Problem: Translate the sentence "The series followed British couples as they pursued their dream homes and lifestyles." from the broadcasting complaint decision into Spanish.

Reading text:
BEGIN

Complaint under section 8(1B)(b)(i) of the Broadcasting Act 1989
Build a New Life in the Country – contained coarse language – allegedly in breach of good taste and decency, programme classification and children’s interests standards
Action Taken – broadcaster upheld the complaint, apologised and took steps to prevent future mistakes – action taken sufficient – not upheld
This headnote does not form part of the decision.
 An episode of Build a New Life in the Country (rated G) was broadcast on TV One at 7.30pm on Saturday 7 June 2008. The series followed British couples as they pursued their dream homes and lifestyles. In the 7 June episode, Jason and Phillipa had bought a chateau in France and planned to renovate it and open it as a bed and breakfast. The episode tracked their progress over nine months.

END

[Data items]
BEGIN

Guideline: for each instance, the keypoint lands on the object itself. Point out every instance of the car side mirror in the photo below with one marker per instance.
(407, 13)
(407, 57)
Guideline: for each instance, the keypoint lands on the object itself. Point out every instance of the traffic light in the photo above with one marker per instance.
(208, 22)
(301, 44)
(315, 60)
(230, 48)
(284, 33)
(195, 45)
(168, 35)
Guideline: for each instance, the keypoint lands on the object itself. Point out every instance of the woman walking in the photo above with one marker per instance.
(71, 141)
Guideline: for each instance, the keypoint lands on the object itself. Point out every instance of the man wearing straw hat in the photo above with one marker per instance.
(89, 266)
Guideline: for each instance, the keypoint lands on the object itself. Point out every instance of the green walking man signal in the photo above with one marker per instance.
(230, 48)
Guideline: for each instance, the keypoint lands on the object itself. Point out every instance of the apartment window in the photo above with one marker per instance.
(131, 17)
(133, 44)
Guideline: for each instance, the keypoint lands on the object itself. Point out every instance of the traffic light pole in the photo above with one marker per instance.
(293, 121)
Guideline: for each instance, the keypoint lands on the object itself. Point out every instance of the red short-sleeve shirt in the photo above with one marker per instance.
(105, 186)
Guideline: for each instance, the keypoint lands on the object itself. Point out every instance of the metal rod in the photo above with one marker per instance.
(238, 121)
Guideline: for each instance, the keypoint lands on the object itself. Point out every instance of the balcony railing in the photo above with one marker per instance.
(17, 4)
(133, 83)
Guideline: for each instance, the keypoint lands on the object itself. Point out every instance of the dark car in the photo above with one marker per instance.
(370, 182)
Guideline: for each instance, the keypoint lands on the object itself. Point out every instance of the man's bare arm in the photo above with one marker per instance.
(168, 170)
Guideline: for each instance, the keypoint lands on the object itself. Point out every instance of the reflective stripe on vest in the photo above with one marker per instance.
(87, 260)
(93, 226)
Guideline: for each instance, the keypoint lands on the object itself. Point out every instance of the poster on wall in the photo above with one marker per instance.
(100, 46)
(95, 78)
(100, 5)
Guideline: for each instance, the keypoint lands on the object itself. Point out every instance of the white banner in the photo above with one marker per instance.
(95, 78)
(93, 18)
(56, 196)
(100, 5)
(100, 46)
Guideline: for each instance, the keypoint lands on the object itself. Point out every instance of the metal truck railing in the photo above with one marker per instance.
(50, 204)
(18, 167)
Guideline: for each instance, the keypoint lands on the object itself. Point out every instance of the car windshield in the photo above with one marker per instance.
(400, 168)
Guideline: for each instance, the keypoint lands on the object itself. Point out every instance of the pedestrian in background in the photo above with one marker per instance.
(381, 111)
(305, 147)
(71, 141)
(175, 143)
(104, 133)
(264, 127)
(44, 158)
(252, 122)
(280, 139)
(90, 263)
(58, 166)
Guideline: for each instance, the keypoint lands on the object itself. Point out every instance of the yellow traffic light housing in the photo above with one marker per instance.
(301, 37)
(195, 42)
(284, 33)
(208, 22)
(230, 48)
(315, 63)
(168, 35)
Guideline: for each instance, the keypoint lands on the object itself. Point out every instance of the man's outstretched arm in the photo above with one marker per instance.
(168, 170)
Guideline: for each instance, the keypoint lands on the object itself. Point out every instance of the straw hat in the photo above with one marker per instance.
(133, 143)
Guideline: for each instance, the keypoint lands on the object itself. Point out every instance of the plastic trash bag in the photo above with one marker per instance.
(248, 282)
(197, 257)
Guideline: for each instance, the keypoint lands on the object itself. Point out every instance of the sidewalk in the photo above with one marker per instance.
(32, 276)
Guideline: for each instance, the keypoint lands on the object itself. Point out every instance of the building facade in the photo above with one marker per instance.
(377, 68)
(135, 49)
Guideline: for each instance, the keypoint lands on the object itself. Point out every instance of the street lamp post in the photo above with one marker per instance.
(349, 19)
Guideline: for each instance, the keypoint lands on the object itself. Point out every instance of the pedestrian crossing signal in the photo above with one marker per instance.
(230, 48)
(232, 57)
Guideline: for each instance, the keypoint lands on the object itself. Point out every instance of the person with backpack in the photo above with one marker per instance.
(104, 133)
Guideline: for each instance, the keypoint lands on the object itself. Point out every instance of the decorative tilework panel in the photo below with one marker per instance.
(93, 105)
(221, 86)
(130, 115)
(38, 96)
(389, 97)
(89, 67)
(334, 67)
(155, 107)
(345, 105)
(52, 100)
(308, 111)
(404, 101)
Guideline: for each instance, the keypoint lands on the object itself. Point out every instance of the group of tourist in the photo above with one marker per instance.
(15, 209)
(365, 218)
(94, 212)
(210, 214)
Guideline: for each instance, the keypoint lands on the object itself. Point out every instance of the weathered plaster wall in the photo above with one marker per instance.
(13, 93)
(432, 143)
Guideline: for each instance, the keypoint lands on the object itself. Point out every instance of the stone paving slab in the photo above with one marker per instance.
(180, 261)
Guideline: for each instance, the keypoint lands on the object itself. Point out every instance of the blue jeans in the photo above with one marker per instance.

END

Exercise answer: La serie seguía a parejas británicas mientras perseguían las casas y los estilos de vida de sus sueños.